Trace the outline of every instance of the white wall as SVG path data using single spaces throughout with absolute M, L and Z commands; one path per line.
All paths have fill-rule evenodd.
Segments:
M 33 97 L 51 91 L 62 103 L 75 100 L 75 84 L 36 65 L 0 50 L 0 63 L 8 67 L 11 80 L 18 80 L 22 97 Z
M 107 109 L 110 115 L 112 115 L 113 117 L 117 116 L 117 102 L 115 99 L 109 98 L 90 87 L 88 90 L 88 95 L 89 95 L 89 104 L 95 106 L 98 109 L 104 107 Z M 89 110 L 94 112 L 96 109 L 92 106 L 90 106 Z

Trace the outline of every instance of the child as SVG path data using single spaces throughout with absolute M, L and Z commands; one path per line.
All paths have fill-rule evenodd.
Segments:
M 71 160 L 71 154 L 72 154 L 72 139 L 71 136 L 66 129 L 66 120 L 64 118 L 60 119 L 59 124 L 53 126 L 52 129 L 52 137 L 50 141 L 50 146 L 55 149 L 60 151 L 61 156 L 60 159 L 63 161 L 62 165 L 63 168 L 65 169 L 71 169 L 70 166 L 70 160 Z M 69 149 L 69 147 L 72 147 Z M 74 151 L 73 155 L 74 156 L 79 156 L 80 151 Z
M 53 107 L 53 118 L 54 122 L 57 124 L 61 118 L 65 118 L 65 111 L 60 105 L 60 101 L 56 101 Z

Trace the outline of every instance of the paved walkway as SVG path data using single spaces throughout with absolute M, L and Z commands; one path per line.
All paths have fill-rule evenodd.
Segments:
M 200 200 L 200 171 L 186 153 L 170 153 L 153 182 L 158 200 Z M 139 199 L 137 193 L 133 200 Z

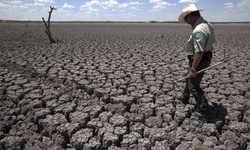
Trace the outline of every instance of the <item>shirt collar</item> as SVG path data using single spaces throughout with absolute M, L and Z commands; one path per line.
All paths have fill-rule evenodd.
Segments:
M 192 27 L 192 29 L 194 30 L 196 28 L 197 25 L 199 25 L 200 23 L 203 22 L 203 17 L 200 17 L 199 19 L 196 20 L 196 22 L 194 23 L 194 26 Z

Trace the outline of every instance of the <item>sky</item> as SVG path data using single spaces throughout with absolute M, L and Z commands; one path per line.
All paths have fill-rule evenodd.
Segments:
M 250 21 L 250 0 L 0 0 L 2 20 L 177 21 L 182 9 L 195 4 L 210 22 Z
* * * * * * *
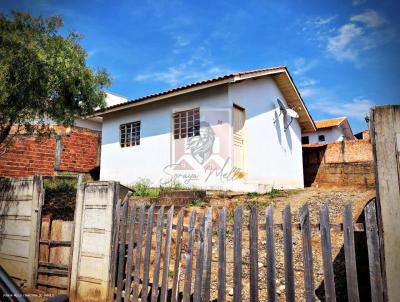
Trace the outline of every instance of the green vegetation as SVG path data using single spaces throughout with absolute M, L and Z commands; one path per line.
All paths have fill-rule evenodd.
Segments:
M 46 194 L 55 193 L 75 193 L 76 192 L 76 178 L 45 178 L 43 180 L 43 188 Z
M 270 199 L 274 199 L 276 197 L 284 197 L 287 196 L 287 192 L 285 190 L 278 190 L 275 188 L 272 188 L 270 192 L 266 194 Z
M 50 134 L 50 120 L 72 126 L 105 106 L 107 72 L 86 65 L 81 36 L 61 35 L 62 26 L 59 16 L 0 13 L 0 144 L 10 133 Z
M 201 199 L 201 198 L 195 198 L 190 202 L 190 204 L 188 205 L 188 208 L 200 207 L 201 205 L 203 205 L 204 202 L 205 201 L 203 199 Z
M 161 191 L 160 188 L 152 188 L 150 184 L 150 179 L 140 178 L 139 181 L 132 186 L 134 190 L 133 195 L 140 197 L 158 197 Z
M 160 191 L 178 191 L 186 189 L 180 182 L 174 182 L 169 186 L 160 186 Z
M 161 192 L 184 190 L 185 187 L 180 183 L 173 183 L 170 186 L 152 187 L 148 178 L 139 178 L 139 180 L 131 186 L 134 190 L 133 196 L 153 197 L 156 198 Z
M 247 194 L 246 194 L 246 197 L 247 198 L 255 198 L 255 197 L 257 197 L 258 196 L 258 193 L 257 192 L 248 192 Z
* * * * * * *
▶ **Task description**
In the entries above, find each line with the word "item" and return it.

▶ **Exercise response**
Trace the outline of every instance of the <item>shirt collar</item> as SVG path data using single spaces throughout with absolute M, L and Z commands; one path per line.
Trace the outline of every instance of the <item>sky</item> as SVG path data using single spaces throughout with absolute M, L and Z commands; one path per line.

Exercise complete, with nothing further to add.